#### Direction
Can you give every line of the records below as a Markdown table with the columns Number and Entry, leaving out any blank lines?
::::
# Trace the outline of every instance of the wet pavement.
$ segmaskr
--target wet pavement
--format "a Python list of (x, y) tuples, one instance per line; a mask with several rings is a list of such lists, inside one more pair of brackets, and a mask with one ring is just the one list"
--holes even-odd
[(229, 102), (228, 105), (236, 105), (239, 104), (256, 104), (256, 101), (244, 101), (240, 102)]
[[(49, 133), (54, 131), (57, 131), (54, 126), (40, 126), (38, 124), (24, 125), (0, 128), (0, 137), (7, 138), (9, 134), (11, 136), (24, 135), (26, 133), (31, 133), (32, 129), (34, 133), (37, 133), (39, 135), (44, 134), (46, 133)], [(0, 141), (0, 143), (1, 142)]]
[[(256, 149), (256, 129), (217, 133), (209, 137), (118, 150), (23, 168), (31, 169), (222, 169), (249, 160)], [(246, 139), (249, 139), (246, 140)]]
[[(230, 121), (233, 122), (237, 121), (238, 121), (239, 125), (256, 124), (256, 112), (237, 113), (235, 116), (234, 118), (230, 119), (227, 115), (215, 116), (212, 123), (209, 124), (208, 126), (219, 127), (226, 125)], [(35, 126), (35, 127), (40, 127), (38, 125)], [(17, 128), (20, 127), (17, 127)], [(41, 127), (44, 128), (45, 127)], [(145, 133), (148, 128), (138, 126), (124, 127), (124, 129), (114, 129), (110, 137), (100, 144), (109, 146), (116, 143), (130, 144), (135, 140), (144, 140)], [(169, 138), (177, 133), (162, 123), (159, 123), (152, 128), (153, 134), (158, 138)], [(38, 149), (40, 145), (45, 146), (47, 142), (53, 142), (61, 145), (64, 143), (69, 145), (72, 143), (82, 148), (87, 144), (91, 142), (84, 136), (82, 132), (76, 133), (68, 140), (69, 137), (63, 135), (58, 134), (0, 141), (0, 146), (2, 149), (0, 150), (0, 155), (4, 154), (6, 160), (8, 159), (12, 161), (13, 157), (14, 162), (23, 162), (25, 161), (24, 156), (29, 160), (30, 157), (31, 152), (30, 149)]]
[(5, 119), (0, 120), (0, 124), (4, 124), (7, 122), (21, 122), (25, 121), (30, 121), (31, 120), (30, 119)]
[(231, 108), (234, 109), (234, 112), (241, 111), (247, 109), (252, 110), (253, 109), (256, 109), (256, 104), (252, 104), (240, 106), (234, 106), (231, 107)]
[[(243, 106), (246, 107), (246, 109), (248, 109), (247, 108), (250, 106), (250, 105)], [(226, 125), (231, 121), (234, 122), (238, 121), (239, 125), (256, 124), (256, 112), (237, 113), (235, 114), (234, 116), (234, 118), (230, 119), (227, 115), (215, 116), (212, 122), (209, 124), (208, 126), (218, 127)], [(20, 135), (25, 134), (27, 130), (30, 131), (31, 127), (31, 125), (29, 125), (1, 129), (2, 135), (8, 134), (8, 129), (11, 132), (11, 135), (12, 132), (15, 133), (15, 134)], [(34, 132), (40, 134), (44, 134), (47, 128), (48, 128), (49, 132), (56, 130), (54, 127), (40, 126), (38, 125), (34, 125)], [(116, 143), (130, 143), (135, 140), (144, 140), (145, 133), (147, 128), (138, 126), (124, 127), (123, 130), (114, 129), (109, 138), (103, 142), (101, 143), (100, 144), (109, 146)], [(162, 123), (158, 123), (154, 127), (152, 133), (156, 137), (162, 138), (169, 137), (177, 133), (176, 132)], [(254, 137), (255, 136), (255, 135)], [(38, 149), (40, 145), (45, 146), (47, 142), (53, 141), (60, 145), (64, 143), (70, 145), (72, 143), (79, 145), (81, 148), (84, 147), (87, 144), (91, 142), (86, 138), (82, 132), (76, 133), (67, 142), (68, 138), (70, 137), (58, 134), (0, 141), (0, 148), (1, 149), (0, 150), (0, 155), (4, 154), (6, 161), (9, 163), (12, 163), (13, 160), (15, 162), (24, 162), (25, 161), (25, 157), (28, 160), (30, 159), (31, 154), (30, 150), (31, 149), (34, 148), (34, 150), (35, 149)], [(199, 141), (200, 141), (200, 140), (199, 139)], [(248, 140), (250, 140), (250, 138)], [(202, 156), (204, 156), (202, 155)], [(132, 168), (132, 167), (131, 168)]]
::::
#### Final result
| Number | Entry |
|---|---|
| 1 | # Trace the outline of every instance of the wet pavement. |
| 2 | $ segmaskr |
| 3 | --target wet pavement |
| 4 | --format "a Python list of (x, y) tuples, one instance per line; a mask with several rings is a list of such lists, inside one more pair of brackets, and a mask with one ring is just the one list" |
| 5 | --holes even-odd |
| 6 | [(229, 102), (228, 105), (236, 105), (239, 104), (256, 104), (256, 101), (244, 101), (240, 102)] |
| 7 | [[(49, 133), (54, 131), (57, 131), (54, 126), (40, 126), (38, 124), (24, 125), (0, 128), (0, 137), (7, 138), (9, 134), (11, 136), (24, 135), (26, 133), (31, 133), (32, 129), (34, 133), (37, 133), (39, 135), (44, 134), (46, 133)], [(0, 141), (0, 143), (1, 142)]] |
| 8 | [[(256, 149), (256, 129), (217, 133), (209, 137), (118, 150), (23, 168), (31, 169), (222, 169), (249, 160)], [(246, 139), (249, 139), (246, 140)]] |
| 9 | [[(230, 121), (233, 122), (237, 121), (238, 121), (239, 125), (256, 124), (256, 112), (237, 113), (235, 116), (234, 118), (230, 119), (227, 115), (215, 116), (212, 123), (209, 124), (208, 126), (219, 127), (226, 125)], [(35, 126), (35, 127), (40, 127), (38, 125)], [(17, 128), (20, 127), (17, 127)], [(41, 127), (44, 128), (45, 127)], [(145, 133), (148, 128), (138, 126), (124, 127), (124, 129), (114, 129), (110, 137), (100, 144), (109, 146), (116, 143), (130, 144), (135, 140), (144, 140)], [(169, 138), (177, 133), (162, 123), (159, 123), (152, 128), (153, 134), (158, 138)], [(38, 149), (40, 145), (45, 146), (47, 142), (53, 142), (61, 145), (64, 143), (69, 145), (72, 143), (82, 148), (87, 144), (91, 142), (84, 136), (82, 132), (76, 133), (68, 140), (69, 137), (63, 135), (58, 134), (0, 141), (0, 146), (2, 149), (0, 150), (0, 155), (4, 154), (6, 160), (8, 159), (12, 161), (13, 157), (14, 162), (23, 162), (25, 161), (24, 156), (29, 160), (30, 157), (31, 152), (30, 149)]] |
| 10 | [(5, 119), (0, 120), (0, 124), (4, 124), (7, 122), (21, 122), (25, 121), (30, 121), (31, 120), (30, 119)] |
| 11 | [(231, 108), (234, 109), (234, 112), (241, 111), (247, 109), (252, 110), (253, 109), (256, 109), (256, 104), (252, 104), (240, 106), (234, 106), (231, 107)] |
| 12 | [[(243, 106), (246, 107), (246, 109), (248, 109), (247, 108), (250, 106), (250, 105)], [(226, 125), (231, 121), (234, 122), (238, 121), (239, 125), (256, 124), (256, 112), (237, 113), (235, 114), (234, 116), (234, 118), (230, 119), (227, 115), (215, 116), (212, 122), (209, 124), (208, 126), (218, 127)], [(20, 135), (25, 134), (27, 130), (30, 131), (31, 127), (31, 125), (29, 125), (1, 129), (2, 135), (8, 134), (8, 129), (11, 132), (11, 135), (12, 132), (15, 133), (15, 134)], [(34, 132), (40, 134), (44, 134), (47, 128), (48, 128), (49, 132), (56, 130), (54, 127), (40, 126), (38, 125), (34, 125)], [(116, 143), (130, 143), (135, 140), (144, 140), (145, 133), (147, 128), (138, 126), (124, 127), (123, 130), (114, 129), (109, 138), (103, 142), (101, 143), (100, 144), (109, 146)], [(162, 123), (158, 123), (154, 127), (152, 133), (156, 137), (162, 138), (169, 137), (177, 133), (176, 132)], [(254, 137), (255, 136), (255, 135)], [(38, 149), (40, 145), (45, 146), (47, 142), (53, 141), (60, 145), (64, 143), (70, 145), (72, 143), (79, 145), (81, 148), (84, 147), (87, 144), (91, 142), (86, 138), (82, 132), (76, 133), (67, 142), (68, 138), (70, 137), (58, 134), (0, 141), (0, 148), (1, 149), (0, 150), (0, 155), (4, 154), (6, 161), (9, 163), (12, 163), (13, 160), (15, 162), (24, 162), (25, 161), (25, 157), (28, 160), (30, 159), (31, 154), (30, 150), (31, 149), (34, 148), (34, 150), (35, 149)], [(199, 141), (200, 141), (200, 140), (199, 139)], [(248, 140), (250, 140), (250, 138)], [(202, 156), (204, 156), (202, 155)], [(132, 168), (132, 167), (131, 168)]] |